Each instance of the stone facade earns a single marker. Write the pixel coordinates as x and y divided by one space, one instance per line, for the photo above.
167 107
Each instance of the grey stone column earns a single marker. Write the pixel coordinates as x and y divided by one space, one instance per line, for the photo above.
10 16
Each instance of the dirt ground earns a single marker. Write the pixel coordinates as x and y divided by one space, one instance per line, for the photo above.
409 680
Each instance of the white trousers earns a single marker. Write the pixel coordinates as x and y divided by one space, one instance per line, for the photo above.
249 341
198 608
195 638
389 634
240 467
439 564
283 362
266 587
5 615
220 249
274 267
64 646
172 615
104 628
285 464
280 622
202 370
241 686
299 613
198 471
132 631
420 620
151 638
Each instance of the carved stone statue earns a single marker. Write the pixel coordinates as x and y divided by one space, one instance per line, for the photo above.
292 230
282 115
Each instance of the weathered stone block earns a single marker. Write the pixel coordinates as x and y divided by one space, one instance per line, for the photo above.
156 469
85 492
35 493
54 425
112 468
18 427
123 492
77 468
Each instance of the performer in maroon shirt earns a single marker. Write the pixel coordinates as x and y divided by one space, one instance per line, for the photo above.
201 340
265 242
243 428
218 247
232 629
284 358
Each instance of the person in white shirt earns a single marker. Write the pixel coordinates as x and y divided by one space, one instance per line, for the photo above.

- Given problem -
Reproduce every one of the rows above word for word, without changing anything.

- Final result -
Each instance of the stone facade earns a single marker. Write the pixel coordinates as x and y divided by one space, one instance per line, for the photo above.
167 107
Each instance of the grey stone column earns a single marker. Write the pixel coordinates as x and y divided by one space, one instance per line, for the photo above.
10 16
Each instance of the dirt ground earns a single marker. Write the pixel coordinates as x and y divided by one space, one instance per line, for the photo above.
409 680
Each instance of the white trousers earns a single marker. Write the pixel coordinates as x and y divided by one space, one instance per line, for the photo above.
249 341
198 608
195 638
389 634
240 467
439 564
283 362
266 587
5 615
220 249
274 267
64 646
172 615
104 628
285 464
280 622
202 370
241 686
299 613
198 471
132 631
420 620
151 638
Each instance of the carved stone statue earns a single marker. Write the pixel coordinates as x and y divided by one space, one instance per line, for the photo above.
292 230
282 115
Each instance of the weathered stone block earns a single marker. Write the pixel coordinates as x and y divided by one space, one instance per line, for the photo above.
156 469
85 492
35 493
54 425
112 468
18 427
123 492
77 468
Each instance of the performer in maroon shirt earns a single marker. Write the pixel coordinates as x and y divided by one space, one instance per line, for the photo above.
201 340
265 242
243 428
218 247
232 629
284 358
Each instance of the person in white shirt earns a single marker. Write the pixel coordinates as x and y divided by one space, one instance per line, for the photo above.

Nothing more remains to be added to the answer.